## Written task
Retype each line of the data below with no changes.

begin

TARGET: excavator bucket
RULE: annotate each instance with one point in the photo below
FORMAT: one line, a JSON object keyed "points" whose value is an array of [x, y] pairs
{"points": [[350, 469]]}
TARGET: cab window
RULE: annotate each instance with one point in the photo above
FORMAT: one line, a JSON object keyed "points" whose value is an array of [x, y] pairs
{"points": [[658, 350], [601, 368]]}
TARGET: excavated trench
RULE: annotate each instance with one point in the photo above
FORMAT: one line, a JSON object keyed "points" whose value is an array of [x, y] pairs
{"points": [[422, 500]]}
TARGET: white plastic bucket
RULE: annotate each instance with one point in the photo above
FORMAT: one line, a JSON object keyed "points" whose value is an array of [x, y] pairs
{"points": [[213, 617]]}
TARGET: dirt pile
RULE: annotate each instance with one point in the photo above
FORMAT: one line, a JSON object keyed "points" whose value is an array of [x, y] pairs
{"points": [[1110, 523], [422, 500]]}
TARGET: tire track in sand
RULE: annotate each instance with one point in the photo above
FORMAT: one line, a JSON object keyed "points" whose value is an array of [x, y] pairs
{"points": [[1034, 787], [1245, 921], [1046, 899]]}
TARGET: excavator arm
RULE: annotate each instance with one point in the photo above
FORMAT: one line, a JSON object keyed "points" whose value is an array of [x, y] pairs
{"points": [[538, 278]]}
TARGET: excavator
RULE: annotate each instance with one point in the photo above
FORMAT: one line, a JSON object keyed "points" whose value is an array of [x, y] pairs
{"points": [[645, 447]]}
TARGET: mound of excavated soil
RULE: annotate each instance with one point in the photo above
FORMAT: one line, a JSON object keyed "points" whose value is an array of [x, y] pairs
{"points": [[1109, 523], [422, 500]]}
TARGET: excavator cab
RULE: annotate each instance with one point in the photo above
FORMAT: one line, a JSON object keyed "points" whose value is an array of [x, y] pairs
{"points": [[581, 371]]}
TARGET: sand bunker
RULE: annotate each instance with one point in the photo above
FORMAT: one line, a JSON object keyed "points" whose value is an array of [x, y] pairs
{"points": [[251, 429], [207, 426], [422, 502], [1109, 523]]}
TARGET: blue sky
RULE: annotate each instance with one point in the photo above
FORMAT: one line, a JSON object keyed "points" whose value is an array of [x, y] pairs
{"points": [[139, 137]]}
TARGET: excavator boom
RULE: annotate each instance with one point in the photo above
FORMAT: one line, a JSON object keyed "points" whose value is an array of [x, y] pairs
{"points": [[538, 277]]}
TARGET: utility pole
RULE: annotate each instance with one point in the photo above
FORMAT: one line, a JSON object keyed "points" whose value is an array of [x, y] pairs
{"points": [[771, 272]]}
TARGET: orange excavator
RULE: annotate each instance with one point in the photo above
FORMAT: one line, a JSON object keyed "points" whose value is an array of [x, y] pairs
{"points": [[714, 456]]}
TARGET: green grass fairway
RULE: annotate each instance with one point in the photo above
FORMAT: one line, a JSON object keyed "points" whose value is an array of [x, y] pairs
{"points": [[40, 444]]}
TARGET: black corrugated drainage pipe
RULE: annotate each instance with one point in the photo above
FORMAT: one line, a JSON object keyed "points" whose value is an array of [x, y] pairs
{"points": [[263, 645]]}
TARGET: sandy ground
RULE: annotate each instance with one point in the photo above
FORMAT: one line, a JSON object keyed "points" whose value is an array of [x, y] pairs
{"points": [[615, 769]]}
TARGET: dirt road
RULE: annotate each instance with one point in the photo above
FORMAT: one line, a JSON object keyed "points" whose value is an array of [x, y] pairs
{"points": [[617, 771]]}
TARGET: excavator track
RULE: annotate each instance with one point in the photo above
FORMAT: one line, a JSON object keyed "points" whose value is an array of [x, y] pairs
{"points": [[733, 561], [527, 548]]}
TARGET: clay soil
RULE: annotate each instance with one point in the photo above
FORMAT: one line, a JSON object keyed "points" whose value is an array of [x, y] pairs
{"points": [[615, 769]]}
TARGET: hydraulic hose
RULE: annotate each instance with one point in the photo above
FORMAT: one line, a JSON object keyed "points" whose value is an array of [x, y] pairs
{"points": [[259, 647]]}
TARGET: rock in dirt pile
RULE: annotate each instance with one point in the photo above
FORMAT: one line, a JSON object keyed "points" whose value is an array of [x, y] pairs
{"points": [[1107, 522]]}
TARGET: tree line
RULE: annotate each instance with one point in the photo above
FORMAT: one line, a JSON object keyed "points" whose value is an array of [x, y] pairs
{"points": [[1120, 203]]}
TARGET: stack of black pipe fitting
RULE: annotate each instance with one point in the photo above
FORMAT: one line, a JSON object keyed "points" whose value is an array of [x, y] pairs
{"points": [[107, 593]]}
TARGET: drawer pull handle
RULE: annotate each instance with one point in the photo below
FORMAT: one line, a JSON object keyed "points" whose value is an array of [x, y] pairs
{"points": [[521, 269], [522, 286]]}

end

## Worked solution
TARGET: excavator bucket
RULE: annotate each instance with one point in the photo below
FORMAT: one line, a JSON object keyed "points" whose value is an array of [x, y] pairs
{"points": [[350, 469]]}
TARGET: cab window
RULE: annotate each instance with one point in the photo above
FORMAT: one line, a JSON object keyed "points" whose value is an array of [x, y] pairs
{"points": [[658, 350], [601, 368]]}
TARGET: excavated trench
RULE: annotate each instance with one point in the photo above
FORMAT: one line, a JSON object keyed "points" whose value is an array of [x, y] pairs
{"points": [[422, 500]]}
TARGET: white plastic bucket
RULE: annotate each instance with one point in the photo above
FORMAT: one line, a JSON object keyed "points" whose value is an array of [x, y] pairs
{"points": [[213, 617]]}
TARGET: dirt pile
RULE: annotate each instance with one point in the photo above
FORMAT: one line, a JSON object keyed "points" whose value is an array of [x, y] pairs
{"points": [[1110, 523], [422, 500]]}
TARGET: tire track in sand
RULE: annotate each instance with one point in the photo above
FORMAT: one line, a JSON object keyed "points" whose value is an array of [x, y] pairs
{"points": [[1034, 787], [1245, 921], [1046, 899]]}
TARGET: excavator arm
RULE: annotate each instance with one point in the photo above
FORMAT: one line, a JSON object keyed "points" whose value is an array of [x, y] pairs
{"points": [[538, 278]]}
TARGET: excavator
RULE: annotate each instance with one point in the photo above
FORMAT: one line, a JSON object keyed "points" whose value is an array of [x, y] pairs
{"points": [[645, 447]]}
TARGET: mound of excavated soil
RULE: annotate each instance with one point in the photo above
FORMAT: one line, a JSON object keyed "points" whose value is an array of [x, y] pairs
{"points": [[1109, 523], [422, 500]]}
TARGET: excavator cab
RULE: annotate each instance with one point in the photo above
FORMAT: one line, a JSON object keyed "points" whose value is an array of [x, y] pairs
{"points": [[581, 371]]}
TARGET: sand bunker
RULE: annotate each instance with one point in the photo above
FORMAT: one line, a JSON object keyed "points" whose value is an array of [x, y] pairs
{"points": [[251, 429], [207, 426], [422, 502], [1109, 523]]}
TARGET: blue sky
RULE: annotate each instance with one point in the photo above
FORMAT: one line, a JSON object keyed "points" whose value is an array of [x, y] pairs
{"points": [[139, 137]]}
TARGET: excavator boom
RULE: annotate each instance with one point in the photo above
FORMAT: one line, a JSON object keyed "points" whose value is an array of [x, y] pairs
{"points": [[538, 277]]}
TARGET: utility pole
RULE: annotate each instance with one point in the photo above
FORMAT: one line, a JSON object keyed "points" whose value is an array of [x, y] pairs
{"points": [[771, 272]]}
TARGET: orange excavator
RULE: annotate each instance with one point in the photo above
FORMAT: one line, a JSON object keyed "points" whose value is an array of [x, y] pairs
{"points": [[714, 456]]}
TARGET: green grass fairway
RULE: annotate each instance with one point in the photo above
FORMAT: one line, a JSON object keyed "points" whose value is an array of [x, y] pairs
{"points": [[40, 444]]}
TARGET: black corrugated drainage pipe
RULE: annotate each instance with one point in the photo above
FORMAT: one line, a JSON object keyed "points" whose value is an array of [x, y] pairs
{"points": [[263, 645]]}
TARGET: sandy ground
RULE: annotate each instance with one point in the photo above
FORMAT: one line, a JSON object keyed "points" whose value is an array of [x, y] pairs
{"points": [[615, 769]]}
TARGET: dirt road
RULE: annotate each instance with one point in the photo above
FORMAT: one line, a JSON object keyed "points" whose value is an array of [x, y] pairs
{"points": [[617, 771]]}
TARGET: excavator track
RULE: annotate each instance with one point in the photo above
FORMAT: one line, a JSON object keyed "points" whose value is an array of [x, y] pairs
{"points": [[733, 561], [527, 548]]}
TARGET: clay soil
RULE: annotate each instance with one point in the photo above
FORMAT: one line, a JSON object keyed "points" whose value is an array of [x, y] pairs
{"points": [[615, 769]]}
TARGET: hydraulic hose
RULE: annotate each instance with one point in the photo above
FORMAT: one line, a JSON object keyed "points" whose value is an array of [x, y] pairs
{"points": [[259, 647]]}
TARGET: rock in dirt pile
RULE: annotate each instance with one point in the photo above
FORMAT: one line, a JSON object keyed "points" whose value is an array of [x, y] pairs
{"points": [[1107, 522]]}
TARGET: tree line
RULE: annotate each instance with one point in the photo above
FORMAT: one line, a JSON object keyed "points" whose value is an array of [x, y] pairs
{"points": [[1120, 203]]}
TARGET: stack of black pipe fitting
RULE: annotate each instance with one point in the photo above
FORMAT: one line, a JSON object keyed "points" whose value is an array of [x, y] pairs
{"points": [[107, 593]]}
TARGET: drawer pull handle
RULE: annotate each instance with one point in the photo below
FORMAT: one line, a JSON object keyed "points" whose value is an array of [x, y] pairs
{"points": [[521, 269], [522, 286]]}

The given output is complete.